━━ Supplied passage

Career Center: Guiding Gamecocks to Success


Compiled by Alison Hogue, Student Services Manager & Career Development Coach, Career Center

This article is part of Carolina Ties, a semester-long series of articles that focuses on a chosen topic. The Spring 2016 topic is “Life beyond the Horseshoe gates” and explores student preparation for life after UofSC.

The mission of the Career Center is to “educate and empower students in their development of lifelong career management skills.” Career Center staff members are dedicated to helping students learn how to utilize the tools and resources available to help them navigate big career decisions. These resources are grouped into the Career Center’s “Decide it. Experience it. Live it.” model. Each phase offers unique programming for students related to career planning.

Decide it.

━━━━
━━ Excerpted records

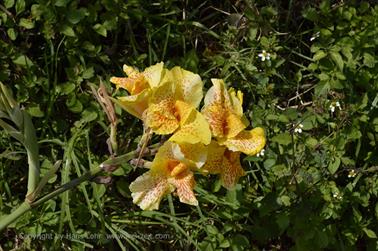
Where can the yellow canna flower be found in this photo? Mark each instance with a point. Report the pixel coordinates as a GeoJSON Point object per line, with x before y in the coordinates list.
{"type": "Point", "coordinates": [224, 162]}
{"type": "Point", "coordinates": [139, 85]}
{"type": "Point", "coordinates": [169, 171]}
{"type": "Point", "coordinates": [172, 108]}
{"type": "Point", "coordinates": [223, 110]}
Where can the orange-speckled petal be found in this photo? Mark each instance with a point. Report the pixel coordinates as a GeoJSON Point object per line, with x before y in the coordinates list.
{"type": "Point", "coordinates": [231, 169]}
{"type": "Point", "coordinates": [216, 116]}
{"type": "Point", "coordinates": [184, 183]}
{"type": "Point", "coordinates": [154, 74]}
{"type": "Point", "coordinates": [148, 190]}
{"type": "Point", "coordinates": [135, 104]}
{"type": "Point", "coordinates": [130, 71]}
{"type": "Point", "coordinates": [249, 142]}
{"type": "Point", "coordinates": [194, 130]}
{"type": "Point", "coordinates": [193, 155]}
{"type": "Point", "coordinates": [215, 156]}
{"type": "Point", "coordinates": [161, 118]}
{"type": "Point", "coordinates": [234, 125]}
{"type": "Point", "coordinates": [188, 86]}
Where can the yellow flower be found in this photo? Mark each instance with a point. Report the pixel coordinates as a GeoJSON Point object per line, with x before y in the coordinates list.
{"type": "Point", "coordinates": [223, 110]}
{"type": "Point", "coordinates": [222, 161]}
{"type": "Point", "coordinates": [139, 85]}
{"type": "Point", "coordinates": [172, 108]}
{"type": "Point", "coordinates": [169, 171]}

━━━━

Challenge 1
Copy out the stretch of the records from the line containing "Where can the yellow flower" through the end of the records, reproducing each line precisely.
Challenge 2
Pick up the article on the university Career Center where it stops, and continue it.
The records have no connection to the text about the Career Center.

Written answer 1
Where can the yellow flower be found in this photo? Mark each instance with a point. Report the pixel coordinates as a GeoJSON Point object per line, with x before y in the coordinates list.
{"type": "Point", "coordinates": [223, 110]}
{"type": "Point", "coordinates": [222, 161]}
{"type": "Point", "coordinates": [139, 85]}
{"type": "Point", "coordinates": [172, 108]}
{"type": "Point", "coordinates": [169, 171]}

Written answer 2
Studies conducted by the National Center for Education Statistics show that 80% of students will switch majors at least once during college, which can take extra time and money. In order to maximize the chances of finding the right major and securing a skilled position in an area of interest after graduation, students should connect with Career Center staff early and often.  As a first step, students of all majors should visit the Career Center to get their career questions answered, register for upcoming events or learn how to utilize print and online materials. Students also may schedule one-on-one appointments with career coaches to take assessments and learn about career exploration services. Career coaches help students create achievable action plans and connect them with additional resources both on and off campus, including Spur Connections, a self-guided job shadowing tool and daylong, guided group visits to employer sites. Many of these meetings with career coaches take place in the Career Center’s resource rooms, which feature advance technology provided by the Parents Annual Fund.

Experience it.

Employers prefer to see two or more career related experiences on a student’s resume. Experiences can be peer leadership, student organization involvement, community service, research, study abroad, part-time jobs or internship and cooperative education (co-op) experiences.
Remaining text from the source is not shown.